(Input records Opens)

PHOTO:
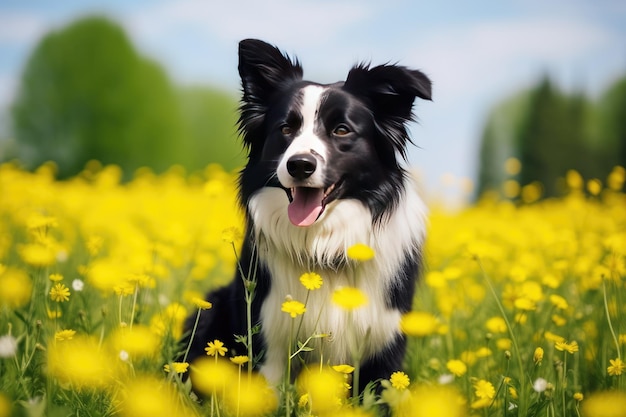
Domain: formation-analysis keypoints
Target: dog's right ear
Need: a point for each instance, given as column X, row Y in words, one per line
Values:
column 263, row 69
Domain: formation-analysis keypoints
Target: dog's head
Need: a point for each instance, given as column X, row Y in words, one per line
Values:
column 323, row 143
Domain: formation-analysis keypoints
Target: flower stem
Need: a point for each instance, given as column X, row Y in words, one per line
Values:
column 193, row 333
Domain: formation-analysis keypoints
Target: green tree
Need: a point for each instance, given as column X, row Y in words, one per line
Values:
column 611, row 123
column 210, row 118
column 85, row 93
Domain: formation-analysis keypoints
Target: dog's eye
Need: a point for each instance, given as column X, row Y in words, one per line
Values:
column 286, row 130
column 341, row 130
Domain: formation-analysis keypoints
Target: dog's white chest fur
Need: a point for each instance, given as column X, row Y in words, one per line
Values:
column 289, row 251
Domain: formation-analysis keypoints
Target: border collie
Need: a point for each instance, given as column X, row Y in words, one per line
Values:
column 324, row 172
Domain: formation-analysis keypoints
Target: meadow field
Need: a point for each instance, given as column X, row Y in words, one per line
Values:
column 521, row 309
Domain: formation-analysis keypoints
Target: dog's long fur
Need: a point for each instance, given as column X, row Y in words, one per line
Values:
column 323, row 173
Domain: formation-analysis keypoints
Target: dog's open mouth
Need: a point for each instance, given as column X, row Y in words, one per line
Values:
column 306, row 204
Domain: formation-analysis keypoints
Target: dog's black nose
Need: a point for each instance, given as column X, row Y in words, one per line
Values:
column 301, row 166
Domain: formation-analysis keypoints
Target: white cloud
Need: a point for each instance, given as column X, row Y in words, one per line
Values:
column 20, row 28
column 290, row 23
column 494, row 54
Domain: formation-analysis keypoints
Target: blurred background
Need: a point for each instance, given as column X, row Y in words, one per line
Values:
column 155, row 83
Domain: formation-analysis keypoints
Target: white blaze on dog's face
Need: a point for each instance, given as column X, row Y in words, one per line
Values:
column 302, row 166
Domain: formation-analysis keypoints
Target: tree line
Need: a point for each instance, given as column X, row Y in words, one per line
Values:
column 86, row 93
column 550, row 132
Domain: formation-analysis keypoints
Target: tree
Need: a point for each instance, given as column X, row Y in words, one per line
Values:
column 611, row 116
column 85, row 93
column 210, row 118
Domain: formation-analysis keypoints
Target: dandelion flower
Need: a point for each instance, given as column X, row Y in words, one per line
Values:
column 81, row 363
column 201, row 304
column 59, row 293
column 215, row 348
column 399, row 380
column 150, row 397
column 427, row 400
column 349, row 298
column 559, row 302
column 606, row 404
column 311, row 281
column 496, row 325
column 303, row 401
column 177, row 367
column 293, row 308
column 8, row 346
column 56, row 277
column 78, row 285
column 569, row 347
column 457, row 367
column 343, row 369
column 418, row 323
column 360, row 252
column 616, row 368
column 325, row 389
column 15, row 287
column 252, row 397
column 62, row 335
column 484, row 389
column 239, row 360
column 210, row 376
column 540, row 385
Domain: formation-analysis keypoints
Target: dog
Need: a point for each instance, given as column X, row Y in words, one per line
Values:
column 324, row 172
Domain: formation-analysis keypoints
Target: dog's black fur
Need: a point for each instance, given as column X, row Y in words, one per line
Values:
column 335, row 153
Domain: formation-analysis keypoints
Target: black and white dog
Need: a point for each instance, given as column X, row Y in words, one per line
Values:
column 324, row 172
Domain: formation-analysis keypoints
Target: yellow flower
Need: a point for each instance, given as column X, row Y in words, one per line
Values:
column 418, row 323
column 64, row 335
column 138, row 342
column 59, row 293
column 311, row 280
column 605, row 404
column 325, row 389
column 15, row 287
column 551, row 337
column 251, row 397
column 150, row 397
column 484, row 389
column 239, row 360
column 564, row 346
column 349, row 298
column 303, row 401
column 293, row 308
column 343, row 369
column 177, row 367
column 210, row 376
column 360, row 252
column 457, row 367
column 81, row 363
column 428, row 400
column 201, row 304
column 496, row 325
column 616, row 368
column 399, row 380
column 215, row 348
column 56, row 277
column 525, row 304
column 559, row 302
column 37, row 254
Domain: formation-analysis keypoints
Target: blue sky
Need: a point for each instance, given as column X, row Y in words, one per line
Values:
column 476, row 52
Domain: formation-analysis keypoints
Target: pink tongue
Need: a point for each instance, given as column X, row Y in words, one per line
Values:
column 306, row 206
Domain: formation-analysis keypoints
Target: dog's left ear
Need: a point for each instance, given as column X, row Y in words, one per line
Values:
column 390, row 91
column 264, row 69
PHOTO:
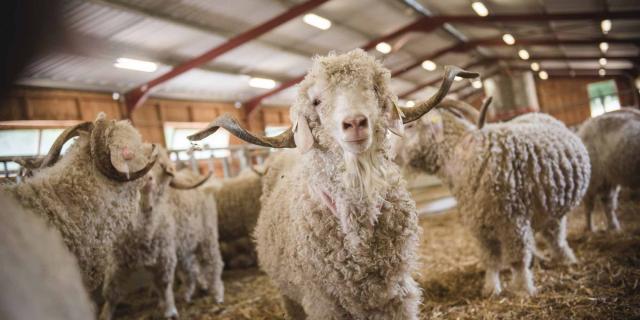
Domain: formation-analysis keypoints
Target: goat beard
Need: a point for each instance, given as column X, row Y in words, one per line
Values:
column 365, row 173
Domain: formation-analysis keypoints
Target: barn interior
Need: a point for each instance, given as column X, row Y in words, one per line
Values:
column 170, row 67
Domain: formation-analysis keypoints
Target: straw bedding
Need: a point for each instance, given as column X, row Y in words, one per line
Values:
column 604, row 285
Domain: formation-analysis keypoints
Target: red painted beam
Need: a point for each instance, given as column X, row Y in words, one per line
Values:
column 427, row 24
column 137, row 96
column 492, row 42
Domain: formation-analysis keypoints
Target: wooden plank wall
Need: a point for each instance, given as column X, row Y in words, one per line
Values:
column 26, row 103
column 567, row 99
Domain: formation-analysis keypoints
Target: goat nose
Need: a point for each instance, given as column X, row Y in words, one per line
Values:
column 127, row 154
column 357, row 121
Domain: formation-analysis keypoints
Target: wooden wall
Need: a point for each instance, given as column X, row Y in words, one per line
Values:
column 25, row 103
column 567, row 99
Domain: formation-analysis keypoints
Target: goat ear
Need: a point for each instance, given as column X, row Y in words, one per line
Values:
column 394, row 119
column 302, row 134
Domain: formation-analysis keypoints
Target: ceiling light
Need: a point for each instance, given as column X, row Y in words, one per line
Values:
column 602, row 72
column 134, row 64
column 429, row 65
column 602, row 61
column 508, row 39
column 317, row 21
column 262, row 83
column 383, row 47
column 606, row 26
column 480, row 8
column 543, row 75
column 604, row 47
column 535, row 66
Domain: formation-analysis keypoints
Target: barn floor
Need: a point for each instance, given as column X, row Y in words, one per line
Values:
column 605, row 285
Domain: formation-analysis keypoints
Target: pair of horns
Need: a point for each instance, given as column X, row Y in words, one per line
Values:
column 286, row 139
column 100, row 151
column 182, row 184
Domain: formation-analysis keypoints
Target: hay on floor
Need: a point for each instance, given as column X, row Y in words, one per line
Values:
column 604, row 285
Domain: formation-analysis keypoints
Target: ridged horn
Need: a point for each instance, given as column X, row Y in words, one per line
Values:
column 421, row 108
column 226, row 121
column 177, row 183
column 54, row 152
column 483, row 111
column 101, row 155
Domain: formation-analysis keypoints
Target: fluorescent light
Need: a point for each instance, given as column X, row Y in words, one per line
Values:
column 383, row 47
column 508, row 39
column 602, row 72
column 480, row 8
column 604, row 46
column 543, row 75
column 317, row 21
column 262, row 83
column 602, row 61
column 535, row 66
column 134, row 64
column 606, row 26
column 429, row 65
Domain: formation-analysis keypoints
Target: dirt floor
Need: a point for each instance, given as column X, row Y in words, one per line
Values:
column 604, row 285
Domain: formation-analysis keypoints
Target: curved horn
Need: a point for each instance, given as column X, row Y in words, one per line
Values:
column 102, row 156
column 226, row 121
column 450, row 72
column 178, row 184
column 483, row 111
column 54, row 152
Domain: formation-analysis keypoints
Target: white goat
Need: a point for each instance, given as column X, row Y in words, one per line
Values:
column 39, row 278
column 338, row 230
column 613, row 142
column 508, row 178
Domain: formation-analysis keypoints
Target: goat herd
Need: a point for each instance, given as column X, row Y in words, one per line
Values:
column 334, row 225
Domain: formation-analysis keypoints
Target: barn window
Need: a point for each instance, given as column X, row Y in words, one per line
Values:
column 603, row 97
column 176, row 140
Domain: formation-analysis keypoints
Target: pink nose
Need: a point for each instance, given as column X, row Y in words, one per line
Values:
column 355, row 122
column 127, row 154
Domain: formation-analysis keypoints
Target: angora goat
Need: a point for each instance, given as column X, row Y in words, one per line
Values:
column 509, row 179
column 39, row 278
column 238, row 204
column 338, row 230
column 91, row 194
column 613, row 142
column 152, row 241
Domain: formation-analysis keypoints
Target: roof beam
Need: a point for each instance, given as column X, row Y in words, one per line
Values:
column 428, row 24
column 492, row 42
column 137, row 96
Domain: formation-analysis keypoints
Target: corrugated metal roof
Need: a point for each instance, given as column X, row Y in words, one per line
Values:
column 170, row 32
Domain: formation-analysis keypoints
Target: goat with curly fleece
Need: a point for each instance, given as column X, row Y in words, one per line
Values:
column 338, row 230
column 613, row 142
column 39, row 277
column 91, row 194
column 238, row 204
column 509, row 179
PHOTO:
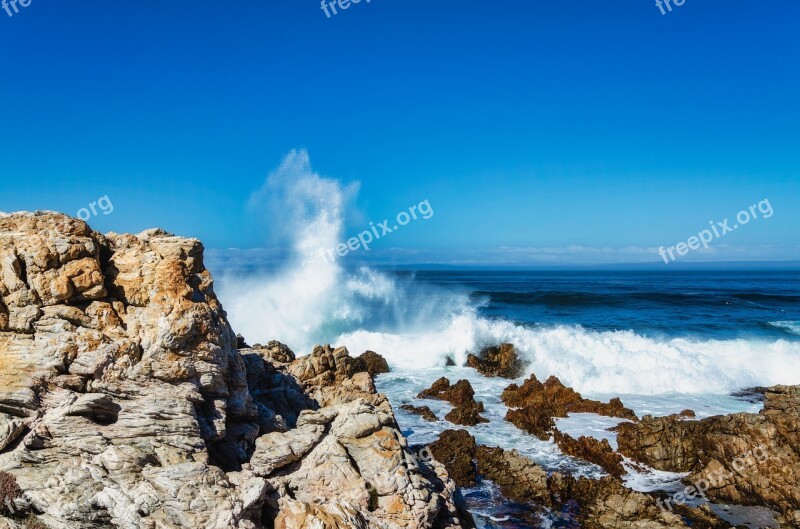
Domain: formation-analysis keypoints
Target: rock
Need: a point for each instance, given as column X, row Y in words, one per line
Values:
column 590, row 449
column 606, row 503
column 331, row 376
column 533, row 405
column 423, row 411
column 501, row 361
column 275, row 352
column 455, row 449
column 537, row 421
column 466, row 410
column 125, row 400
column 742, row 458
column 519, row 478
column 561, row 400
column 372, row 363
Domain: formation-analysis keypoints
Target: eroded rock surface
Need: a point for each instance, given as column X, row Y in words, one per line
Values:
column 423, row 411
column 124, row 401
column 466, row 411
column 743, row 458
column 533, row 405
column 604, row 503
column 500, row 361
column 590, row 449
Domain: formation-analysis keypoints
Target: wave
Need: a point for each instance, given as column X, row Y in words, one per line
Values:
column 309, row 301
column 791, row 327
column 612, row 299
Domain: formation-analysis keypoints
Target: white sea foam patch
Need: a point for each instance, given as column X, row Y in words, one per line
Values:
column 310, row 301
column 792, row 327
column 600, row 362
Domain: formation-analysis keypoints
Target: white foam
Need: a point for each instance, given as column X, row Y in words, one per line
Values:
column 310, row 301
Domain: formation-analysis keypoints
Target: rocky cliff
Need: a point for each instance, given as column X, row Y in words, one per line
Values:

(Input records Closes)

# Work task:
Determine how many lines in the data contain the string "nose", and give the number only.

# Output of the task:
3